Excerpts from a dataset
[Start of Attachment]

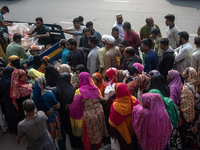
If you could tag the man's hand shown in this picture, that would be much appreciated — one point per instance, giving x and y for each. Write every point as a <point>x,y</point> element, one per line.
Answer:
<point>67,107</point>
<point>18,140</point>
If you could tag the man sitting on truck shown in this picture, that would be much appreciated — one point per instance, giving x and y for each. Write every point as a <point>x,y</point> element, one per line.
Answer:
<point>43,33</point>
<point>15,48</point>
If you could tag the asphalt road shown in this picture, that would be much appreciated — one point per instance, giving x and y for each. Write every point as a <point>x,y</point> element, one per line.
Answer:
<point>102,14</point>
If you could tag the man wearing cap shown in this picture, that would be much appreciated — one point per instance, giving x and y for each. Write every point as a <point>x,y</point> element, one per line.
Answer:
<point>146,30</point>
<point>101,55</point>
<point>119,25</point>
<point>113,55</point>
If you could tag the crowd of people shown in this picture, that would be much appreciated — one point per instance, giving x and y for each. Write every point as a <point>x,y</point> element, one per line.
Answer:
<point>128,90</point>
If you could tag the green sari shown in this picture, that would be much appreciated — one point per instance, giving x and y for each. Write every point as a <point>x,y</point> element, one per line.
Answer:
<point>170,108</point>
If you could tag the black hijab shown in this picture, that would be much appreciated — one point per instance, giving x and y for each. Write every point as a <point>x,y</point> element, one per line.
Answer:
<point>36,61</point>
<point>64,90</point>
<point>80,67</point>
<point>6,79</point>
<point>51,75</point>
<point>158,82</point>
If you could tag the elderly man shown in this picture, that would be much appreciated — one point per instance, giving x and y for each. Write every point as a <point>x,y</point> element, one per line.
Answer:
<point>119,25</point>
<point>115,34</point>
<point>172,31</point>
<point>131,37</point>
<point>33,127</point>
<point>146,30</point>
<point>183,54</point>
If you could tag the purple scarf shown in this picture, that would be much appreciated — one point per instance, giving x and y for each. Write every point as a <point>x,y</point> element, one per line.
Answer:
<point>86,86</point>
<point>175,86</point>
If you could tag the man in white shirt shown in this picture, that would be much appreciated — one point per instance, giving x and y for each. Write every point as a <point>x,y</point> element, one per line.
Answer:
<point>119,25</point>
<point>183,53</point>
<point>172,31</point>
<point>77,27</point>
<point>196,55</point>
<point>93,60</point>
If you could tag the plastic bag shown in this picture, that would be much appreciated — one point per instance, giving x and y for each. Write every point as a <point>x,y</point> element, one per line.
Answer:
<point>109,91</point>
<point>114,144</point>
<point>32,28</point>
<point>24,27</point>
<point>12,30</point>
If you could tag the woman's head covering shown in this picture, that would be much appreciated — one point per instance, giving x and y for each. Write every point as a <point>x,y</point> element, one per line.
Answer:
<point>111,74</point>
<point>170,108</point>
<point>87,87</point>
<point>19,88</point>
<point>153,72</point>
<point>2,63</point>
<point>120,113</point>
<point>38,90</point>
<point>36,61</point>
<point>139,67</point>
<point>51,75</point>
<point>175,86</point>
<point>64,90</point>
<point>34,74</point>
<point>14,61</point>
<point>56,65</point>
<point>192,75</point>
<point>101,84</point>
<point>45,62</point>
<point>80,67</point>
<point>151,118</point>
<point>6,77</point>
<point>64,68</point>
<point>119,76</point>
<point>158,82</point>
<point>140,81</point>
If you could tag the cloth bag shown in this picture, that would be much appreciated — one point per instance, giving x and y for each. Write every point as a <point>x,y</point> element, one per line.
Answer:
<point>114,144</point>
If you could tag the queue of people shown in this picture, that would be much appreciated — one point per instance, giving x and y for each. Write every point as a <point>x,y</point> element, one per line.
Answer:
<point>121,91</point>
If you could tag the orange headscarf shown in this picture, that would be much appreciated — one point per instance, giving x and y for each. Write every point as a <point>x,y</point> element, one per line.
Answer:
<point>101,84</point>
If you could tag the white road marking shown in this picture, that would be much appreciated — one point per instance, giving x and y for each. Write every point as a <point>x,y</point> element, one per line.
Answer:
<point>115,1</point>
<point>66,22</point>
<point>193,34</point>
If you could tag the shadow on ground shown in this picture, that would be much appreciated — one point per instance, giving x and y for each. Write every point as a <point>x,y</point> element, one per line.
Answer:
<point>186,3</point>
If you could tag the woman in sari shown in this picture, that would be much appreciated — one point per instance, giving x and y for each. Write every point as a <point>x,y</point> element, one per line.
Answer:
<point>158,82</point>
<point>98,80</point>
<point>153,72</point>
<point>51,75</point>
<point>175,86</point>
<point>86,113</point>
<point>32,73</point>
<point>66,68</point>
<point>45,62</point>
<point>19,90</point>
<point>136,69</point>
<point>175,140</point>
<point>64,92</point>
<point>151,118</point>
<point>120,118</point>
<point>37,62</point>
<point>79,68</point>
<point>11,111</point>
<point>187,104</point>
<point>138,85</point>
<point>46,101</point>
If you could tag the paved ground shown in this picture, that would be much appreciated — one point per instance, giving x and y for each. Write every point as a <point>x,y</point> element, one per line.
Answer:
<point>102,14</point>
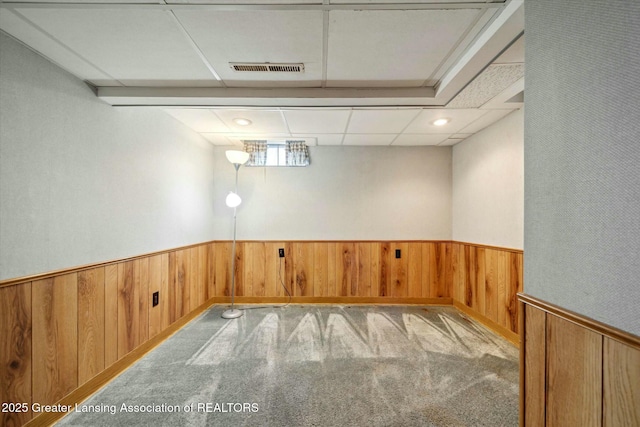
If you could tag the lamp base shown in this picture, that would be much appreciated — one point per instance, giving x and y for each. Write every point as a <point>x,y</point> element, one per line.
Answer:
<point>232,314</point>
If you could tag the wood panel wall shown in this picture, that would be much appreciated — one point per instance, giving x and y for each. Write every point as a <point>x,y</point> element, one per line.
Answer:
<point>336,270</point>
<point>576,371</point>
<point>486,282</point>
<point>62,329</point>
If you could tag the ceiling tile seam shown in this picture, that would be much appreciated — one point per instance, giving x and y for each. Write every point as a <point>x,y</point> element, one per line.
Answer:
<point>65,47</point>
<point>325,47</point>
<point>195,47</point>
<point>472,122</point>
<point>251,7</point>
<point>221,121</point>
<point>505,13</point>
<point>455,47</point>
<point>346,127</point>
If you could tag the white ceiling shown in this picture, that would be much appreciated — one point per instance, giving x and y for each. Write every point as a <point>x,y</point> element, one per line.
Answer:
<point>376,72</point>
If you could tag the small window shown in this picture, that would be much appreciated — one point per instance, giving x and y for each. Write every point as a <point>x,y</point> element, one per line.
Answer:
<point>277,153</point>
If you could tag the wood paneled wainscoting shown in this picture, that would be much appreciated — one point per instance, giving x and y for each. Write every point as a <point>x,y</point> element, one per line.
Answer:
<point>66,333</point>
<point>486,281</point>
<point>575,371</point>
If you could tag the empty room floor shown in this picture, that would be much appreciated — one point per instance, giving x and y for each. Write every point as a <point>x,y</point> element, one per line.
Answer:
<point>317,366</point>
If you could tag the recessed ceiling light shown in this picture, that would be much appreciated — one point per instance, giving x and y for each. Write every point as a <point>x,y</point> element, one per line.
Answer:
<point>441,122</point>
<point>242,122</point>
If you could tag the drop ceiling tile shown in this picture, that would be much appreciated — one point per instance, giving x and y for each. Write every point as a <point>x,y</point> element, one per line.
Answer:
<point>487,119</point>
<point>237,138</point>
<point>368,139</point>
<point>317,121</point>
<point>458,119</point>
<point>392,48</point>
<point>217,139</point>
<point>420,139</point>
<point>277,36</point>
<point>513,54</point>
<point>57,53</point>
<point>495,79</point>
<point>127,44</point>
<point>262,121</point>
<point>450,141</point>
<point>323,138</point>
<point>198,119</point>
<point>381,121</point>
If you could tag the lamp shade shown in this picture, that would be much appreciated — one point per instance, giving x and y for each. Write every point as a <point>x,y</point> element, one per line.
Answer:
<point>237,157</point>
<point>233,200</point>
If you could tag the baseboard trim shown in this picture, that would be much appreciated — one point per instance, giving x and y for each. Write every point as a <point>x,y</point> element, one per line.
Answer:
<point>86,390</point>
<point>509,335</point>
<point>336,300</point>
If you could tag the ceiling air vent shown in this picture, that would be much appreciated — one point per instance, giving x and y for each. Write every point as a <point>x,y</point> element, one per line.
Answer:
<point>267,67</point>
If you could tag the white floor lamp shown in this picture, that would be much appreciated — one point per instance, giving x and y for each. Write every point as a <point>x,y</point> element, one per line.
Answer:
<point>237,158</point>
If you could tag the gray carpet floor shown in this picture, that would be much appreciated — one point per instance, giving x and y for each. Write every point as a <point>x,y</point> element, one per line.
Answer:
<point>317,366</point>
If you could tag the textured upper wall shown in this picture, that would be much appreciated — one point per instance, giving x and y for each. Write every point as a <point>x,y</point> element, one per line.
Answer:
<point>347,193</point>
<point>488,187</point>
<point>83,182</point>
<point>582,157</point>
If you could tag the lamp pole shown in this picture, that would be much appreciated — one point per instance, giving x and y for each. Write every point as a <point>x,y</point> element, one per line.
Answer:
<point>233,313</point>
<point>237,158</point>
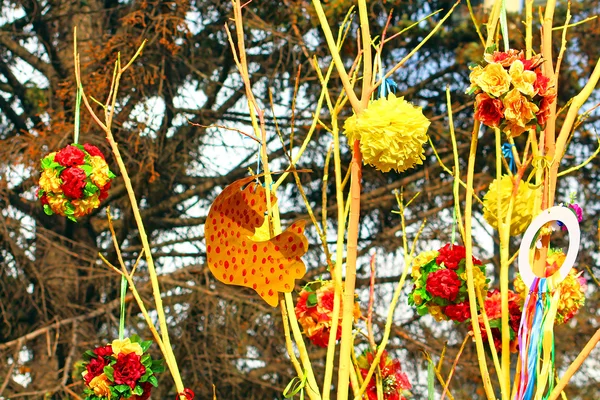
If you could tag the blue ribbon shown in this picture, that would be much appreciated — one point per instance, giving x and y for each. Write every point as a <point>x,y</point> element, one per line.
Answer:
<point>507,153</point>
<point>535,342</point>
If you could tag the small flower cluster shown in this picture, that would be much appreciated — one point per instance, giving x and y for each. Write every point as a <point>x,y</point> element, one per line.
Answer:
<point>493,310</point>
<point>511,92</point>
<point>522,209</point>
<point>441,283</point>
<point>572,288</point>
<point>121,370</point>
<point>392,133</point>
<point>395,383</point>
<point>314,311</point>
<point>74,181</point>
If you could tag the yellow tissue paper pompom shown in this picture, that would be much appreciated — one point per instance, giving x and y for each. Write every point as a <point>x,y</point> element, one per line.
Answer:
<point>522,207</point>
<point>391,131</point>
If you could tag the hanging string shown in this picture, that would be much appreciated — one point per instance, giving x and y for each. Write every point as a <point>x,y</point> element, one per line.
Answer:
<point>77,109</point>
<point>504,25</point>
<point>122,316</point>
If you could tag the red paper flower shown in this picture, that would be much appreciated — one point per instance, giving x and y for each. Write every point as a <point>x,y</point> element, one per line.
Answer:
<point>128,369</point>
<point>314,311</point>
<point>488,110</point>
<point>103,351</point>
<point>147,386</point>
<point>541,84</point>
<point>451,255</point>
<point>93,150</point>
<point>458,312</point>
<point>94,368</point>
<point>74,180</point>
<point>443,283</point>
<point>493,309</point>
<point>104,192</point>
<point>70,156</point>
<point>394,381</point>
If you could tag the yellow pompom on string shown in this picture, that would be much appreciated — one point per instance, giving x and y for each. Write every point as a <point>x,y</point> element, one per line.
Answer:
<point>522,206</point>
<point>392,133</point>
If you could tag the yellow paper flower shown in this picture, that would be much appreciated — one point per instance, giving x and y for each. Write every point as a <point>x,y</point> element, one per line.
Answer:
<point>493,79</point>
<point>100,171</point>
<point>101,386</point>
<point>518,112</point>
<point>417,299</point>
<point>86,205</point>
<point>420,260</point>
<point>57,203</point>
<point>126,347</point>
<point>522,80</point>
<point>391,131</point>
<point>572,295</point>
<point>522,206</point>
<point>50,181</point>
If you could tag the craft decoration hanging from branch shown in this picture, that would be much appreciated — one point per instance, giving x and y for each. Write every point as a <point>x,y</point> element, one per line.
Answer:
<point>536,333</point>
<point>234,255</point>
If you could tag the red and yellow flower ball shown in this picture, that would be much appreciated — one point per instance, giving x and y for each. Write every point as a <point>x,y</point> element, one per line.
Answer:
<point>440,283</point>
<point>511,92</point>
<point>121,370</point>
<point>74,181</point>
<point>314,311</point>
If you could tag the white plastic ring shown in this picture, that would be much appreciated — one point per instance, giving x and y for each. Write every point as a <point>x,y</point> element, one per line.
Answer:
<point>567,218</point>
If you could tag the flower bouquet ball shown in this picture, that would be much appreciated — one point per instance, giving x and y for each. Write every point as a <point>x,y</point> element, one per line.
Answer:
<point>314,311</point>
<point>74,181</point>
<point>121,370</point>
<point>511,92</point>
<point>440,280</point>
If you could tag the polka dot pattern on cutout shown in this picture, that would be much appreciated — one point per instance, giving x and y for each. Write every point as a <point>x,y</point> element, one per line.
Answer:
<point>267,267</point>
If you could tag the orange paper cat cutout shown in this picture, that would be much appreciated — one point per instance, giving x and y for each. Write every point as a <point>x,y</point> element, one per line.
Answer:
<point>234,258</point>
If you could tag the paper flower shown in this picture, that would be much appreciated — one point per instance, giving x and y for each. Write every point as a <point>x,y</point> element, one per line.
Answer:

[End of Attachment]

- _EXERCISE GOAL_: Starting from the records above, copy each line where the string "hanging" is found.

- _SOLUTION TO THIS EXERCISE_:
If you could tag the hanging string shown in this picture, that would be much appreciated — one point per instance, giving x and y for each. Write every point as a <point>x,y</point> element, one per line.
If you could tag the craft decoration hanging from branch shown in this picture, that would be much appreciated — one point per instance, giving x and y for each. Write every point as a <point>x,y</point> element, one per line.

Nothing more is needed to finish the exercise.